SUPPLIED DATA:

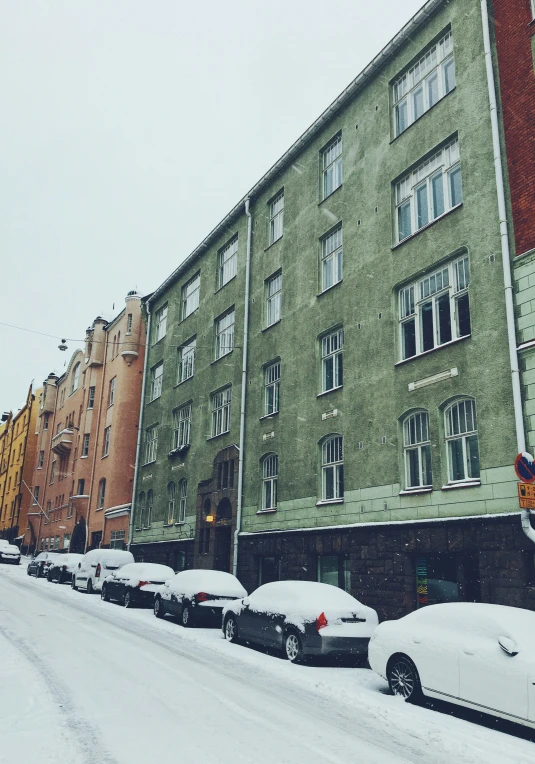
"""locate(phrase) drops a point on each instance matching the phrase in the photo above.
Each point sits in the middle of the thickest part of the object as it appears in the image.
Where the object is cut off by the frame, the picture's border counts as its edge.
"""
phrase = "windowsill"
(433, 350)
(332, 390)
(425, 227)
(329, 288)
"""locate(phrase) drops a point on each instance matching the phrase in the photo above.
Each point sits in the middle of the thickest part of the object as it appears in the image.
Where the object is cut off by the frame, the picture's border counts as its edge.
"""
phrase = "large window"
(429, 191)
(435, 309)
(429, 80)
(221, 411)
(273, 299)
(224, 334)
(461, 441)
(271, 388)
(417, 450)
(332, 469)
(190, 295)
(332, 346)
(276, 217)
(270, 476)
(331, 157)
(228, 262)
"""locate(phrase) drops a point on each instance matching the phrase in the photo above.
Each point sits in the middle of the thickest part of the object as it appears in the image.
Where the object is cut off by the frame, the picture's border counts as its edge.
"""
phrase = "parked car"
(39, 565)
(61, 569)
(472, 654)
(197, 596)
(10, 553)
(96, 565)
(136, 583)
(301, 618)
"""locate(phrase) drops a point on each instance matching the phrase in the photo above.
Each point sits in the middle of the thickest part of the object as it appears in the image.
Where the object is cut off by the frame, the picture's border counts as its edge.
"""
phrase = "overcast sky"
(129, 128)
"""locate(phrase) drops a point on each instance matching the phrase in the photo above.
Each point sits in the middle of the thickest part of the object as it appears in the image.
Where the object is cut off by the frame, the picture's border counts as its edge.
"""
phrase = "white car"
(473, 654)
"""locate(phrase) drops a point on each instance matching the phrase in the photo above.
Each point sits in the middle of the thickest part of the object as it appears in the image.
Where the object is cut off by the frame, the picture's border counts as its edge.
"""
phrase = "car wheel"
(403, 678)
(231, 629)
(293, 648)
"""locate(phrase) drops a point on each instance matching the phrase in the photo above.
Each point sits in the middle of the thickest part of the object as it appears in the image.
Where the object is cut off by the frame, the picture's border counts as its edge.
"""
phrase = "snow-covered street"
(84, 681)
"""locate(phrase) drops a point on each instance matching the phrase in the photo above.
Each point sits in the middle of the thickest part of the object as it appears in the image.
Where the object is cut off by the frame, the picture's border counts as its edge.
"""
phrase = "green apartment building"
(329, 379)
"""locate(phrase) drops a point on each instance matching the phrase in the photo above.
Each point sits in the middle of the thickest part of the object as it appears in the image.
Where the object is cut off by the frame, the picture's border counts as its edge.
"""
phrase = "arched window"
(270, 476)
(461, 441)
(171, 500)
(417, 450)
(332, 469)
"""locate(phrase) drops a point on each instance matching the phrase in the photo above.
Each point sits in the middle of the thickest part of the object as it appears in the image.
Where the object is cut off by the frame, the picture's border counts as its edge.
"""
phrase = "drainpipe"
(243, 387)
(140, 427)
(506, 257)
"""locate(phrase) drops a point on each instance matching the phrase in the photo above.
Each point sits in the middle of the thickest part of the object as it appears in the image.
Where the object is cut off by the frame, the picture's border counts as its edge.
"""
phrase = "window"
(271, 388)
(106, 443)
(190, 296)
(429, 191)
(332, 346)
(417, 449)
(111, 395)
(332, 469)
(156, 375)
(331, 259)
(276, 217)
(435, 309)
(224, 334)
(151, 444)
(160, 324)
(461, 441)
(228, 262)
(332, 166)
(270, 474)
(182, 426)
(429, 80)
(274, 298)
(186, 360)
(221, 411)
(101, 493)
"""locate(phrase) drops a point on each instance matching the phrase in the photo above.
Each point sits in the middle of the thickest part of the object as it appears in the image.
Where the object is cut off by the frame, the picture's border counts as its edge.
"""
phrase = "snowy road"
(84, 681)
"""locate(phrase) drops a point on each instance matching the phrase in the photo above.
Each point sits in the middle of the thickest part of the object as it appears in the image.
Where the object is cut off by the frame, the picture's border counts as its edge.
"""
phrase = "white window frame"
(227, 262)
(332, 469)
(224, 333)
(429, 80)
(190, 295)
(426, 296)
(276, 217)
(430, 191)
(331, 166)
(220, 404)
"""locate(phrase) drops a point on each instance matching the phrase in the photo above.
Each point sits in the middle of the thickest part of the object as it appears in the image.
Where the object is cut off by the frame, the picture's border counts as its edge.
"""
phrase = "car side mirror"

TASK REQUIREMENTS:
Wherever a picture appears in the data, please drop it and retype the rest exactly.

RESULT:
"""locate(phrase) drops a point on each instance matching the phrase in the photo above.
Each point sits in the middle of the thickest part of the object as it appears in the image.
Where the object is cut off by the frame, the picture's border counts as its edge.
"""
phrase = "windowsill"
(433, 350)
(332, 390)
(425, 227)
(329, 288)
"""locate(phrase) drops a point on each instance matching the phrase in the photo above.
Each point sits in the middle of the thickest part of the object as it appears in the image.
Where the object is cut off by the frame, the picture's border counts as its edge.
"""
phrase = "large window"
(429, 191)
(435, 309)
(429, 80)
(221, 411)
(273, 299)
(224, 334)
(461, 441)
(271, 388)
(417, 450)
(332, 469)
(190, 295)
(332, 346)
(276, 217)
(270, 476)
(331, 157)
(228, 262)
"""locate(phrase) drops a point on each instance matching the phrase in the photo above.
Each point sits in the middle of the thickest part of the object as it appears in the image.
Where the object is cut off by the frame, the picture's border counts as its edge.
"""
phrase = "parked car"
(39, 565)
(61, 569)
(472, 654)
(197, 596)
(10, 553)
(96, 565)
(136, 583)
(301, 618)
"""locate(phrase) drops a point on each instance matching the phrase in the photo above.
Each point sits in the middle of the thickest part of the object as it appears in the image.
Where the object is cut off by the frame, the picture's border counts as its edge.
"""
phrase = "overcast sky"
(129, 128)
"""locate(phrase) drops a point on each instance matching the phrase in the photo above.
Each point sits in the middle of the thickest part of the object as it appears in the image.
Where the object is cut off by the frame, the picture's border counts as its edge.
"""
phrase = "white car"
(473, 654)
"""locate(phrase) drops a point on each instance matching the phrase in the photo above.
Each point sits in the middle of the thickest part of the object as it appears in the image.
Where the object is cut off by the frame, the picture's border counts as its edge.
"""
phrase = "car wheel"
(403, 678)
(231, 629)
(293, 648)
"""locate(phrase) drops a point on each instance matching the phrase in the photo above.
Each point sits in the middle of the thickest part of the object as it appears in the image.
Where the object is cut off by the frame, the picture's border counts as its edge.
"""
phrase = "snow-covered street"
(84, 681)
"""locate(phrase) drops a point on each instance matching the phrase in the photo above.
Each point sits in the middle of the thickest part of the object as it appears in the image.
Where the object is cut off by the frame, the picture's border counts as its edge.
"""
phrase = "green apartment building"
(329, 379)
"""locate(phrase) drops a point on each instance matching the phrase in the photo above.
Each point sits in the middle of the thickest part of the object as it appears in the image.
Where the object is cut off by the frame, the picture's border counts as its edge.
"""
phrase = "arched window"
(270, 476)
(461, 441)
(171, 500)
(417, 450)
(332, 469)
"""locate(phrase) drops a point on each instance matching the phrase in the photo above.
Each point sits in the middle of the thickest part of the object as it appears in the image.
Where the object is cut off by the frame, the picture's border counts as its edge.
"""
phrase = "drainpipe"
(243, 387)
(140, 427)
(506, 257)
"""locate(phrase) drops a point on each instance matching the phrase in the photo above.
Each point sits in the middle of the thickest part of the object as it appears in the image.
Where the object is cut off by the frame, the picture's border counts as its edge.
"""
phrase = "window"
(271, 388)
(106, 443)
(190, 296)
(429, 191)
(332, 346)
(417, 449)
(111, 395)
(332, 469)
(156, 375)
(331, 259)
(276, 217)
(435, 309)
(224, 334)
(151, 444)
(160, 324)
(461, 441)
(228, 262)
(332, 166)
(270, 474)
(182, 426)
(429, 80)
(274, 298)
(186, 360)
(221, 411)
(101, 493)
"""locate(phrase) drops a point on each instance matching the phrase in the photo above.
Each point sits in the middle of the thickest part of the object as it appears in the image.
Where the object is cut off by the frame, the picture's border counts as its edge.
"""
phrase = "snowy road"
(84, 681)
"""locate(phrase) drops a point on each instance matching the phrase in the photo above.
Each point sits in the middle of the thickest part of the object as it appears in the image.
Where the object is cut off by the frame, the picture's border counts as its edge.
"""
phrase = "white window frame"
(227, 262)
(332, 469)
(224, 333)
(429, 80)
(190, 295)
(426, 296)
(276, 217)
(430, 191)
(331, 166)
(220, 404)
"""locate(phrase) drops a point on each instance matching the phrase in the photo above.
Each point sits in the middle of the thickest part of the object as it appears in the image.
Where the object is cut off by the frame, the picture's border counts as its edge.
"""
phrase = "car side mirror"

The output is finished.